##### Text provided
Welcome back. Not to sound too old or patronizing or

anything...but...

When I was (I think) your age (you're in college,

right?), I also felt like having a social life and

lots of friends was probably the most important thing

I could do. I think this helped me feel accepted and

wanted. Also we would go out and party a lot and

unbelievably stupid things were done by myself and

others. It was reassuring to me to know that I could

do these things and still have friends that would

support me.

If there was a weekend where no one was around and I

couldn't find anything to do, I would often berate

myself for not being cool or popular or being able to

make real friends. This behavior continued even when

I was in graduate school, despite the fact I went to a

school where no one really knew how to have fun going

out. At times, it got boring when we were out, then I

might stop going for a bit but always with the feeling

that it was my fault for not being more interesting,

cooler, fun to be around, etc...
##########
##### Records
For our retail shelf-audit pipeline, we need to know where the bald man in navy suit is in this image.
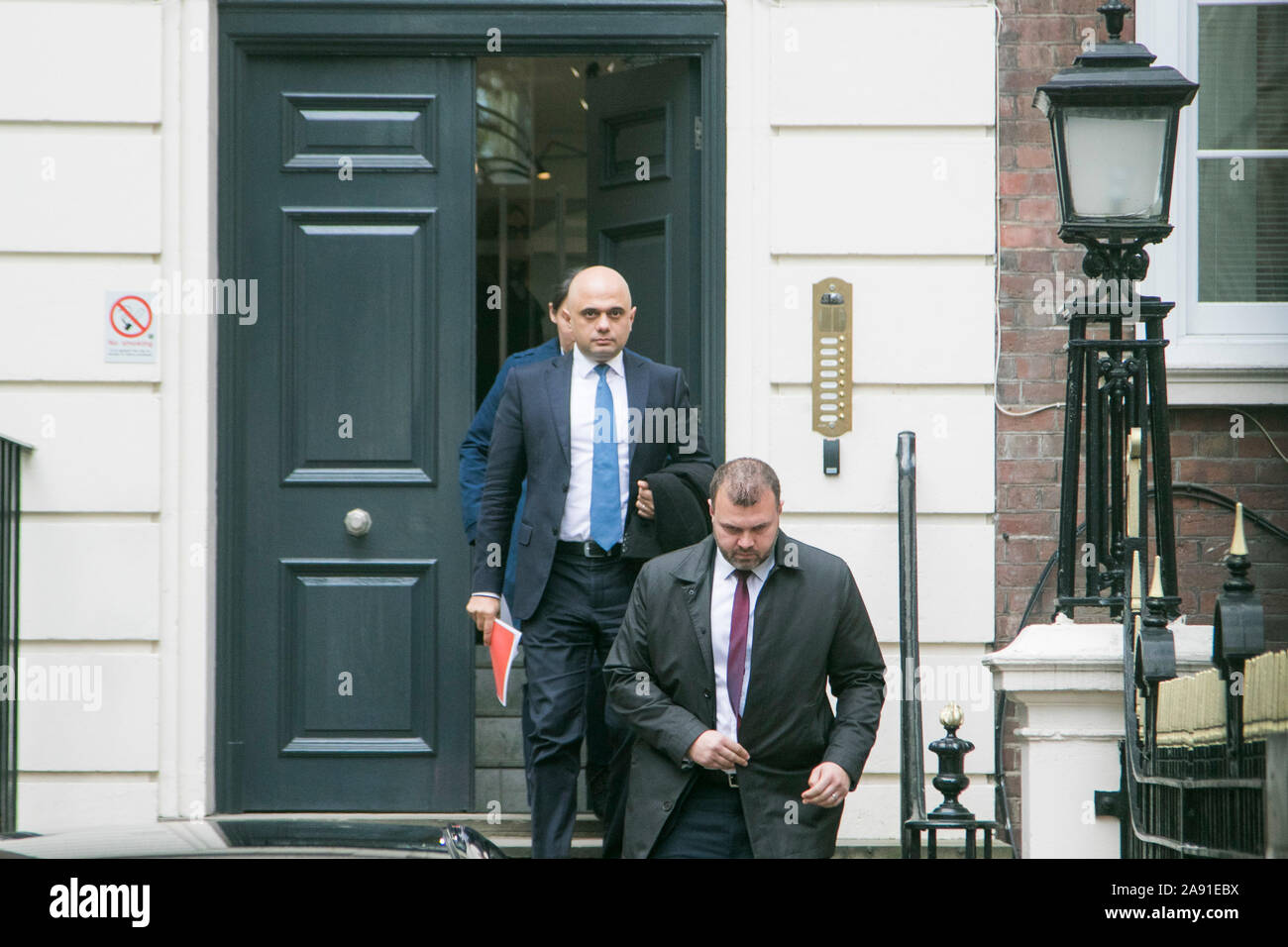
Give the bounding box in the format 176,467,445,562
467,266,711,858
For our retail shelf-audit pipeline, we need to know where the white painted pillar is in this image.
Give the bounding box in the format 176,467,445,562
984,618,1212,858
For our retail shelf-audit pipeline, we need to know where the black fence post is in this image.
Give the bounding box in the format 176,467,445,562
896,430,934,858
0,437,34,834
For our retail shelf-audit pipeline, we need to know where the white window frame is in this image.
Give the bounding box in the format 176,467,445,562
1134,0,1288,404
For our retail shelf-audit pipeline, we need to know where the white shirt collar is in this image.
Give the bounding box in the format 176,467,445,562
715,546,774,582
572,343,626,377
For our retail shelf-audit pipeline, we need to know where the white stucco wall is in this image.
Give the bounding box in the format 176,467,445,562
0,0,215,831
725,0,997,839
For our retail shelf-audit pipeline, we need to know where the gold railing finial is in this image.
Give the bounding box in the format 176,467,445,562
1149,556,1163,598
1231,502,1248,556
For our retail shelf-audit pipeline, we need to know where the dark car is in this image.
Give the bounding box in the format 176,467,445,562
0,818,506,858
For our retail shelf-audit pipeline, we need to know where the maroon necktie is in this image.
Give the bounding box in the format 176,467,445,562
725,570,751,728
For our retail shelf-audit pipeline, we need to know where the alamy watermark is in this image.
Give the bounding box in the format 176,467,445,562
1033,269,1140,322
591,407,698,454
0,657,103,712
151,270,259,326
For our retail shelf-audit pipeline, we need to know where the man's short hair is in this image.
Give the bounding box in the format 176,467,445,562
711,458,782,506
550,266,587,312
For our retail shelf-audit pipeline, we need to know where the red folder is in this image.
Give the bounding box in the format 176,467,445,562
488,618,523,707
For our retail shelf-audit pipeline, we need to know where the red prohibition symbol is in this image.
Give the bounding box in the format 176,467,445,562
108,296,152,339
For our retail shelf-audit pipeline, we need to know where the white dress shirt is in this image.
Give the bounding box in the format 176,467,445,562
559,346,631,543
711,546,774,772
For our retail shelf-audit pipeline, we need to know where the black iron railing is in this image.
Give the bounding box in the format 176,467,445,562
896,430,926,858
0,437,33,832
1113,507,1288,858
896,430,997,858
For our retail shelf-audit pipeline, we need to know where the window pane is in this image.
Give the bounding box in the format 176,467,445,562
1198,4,1288,149
1198,158,1288,303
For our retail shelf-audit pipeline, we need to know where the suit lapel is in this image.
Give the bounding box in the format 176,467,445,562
546,349,572,469
622,349,649,484
671,536,716,685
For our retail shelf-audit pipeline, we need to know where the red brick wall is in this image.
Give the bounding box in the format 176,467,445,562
995,0,1288,860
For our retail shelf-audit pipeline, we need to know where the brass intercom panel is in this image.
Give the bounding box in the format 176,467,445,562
812,278,854,438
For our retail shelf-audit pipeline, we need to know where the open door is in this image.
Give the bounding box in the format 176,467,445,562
587,58,704,398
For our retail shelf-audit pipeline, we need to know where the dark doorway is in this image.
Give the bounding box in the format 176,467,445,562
215,0,724,811
476,53,703,403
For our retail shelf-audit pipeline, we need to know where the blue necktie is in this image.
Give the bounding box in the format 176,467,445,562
590,365,622,549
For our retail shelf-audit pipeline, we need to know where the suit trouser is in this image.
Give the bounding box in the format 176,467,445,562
649,771,752,858
520,655,613,823
523,554,640,858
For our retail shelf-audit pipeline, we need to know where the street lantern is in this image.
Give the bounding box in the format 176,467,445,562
1033,0,1198,255
1033,0,1198,616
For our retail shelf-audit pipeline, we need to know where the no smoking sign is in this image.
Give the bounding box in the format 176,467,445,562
103,292,158,364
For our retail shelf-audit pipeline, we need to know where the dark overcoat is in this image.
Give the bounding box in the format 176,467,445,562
604,531,885,858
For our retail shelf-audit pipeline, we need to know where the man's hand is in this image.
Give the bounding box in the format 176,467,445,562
686,730,751,770
635,480,656,519
802,763,850,809
465,595,501,646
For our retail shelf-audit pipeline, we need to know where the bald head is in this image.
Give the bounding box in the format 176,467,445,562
559,266,635,362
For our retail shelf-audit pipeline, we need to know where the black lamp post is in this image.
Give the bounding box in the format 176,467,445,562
1033,0,1198,614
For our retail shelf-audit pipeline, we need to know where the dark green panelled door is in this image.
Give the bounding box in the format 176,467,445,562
587,58,703,401
219,52,474,811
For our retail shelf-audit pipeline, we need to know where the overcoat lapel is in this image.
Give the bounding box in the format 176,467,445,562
671,536,716,686
736,530,802,738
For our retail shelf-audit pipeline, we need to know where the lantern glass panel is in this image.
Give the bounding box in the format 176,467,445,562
1064,106,1172,220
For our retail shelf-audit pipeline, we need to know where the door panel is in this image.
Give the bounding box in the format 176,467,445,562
587,59,703,393
220,54,474,811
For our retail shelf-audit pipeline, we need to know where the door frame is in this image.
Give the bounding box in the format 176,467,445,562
214,0,726,813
##########
Your objective =>
Reproduce the part of the text on wanting a social life in college that begins with "school where no" and stops after "be around, etc...".

Solution for this task =>
school where no one really knew how to have fun going

out. At times, it got boring when we were out, then I

might stop going for a bit but always with the feeling

that it was my fault for not being more interesting,

cooler, fun to be around, etc...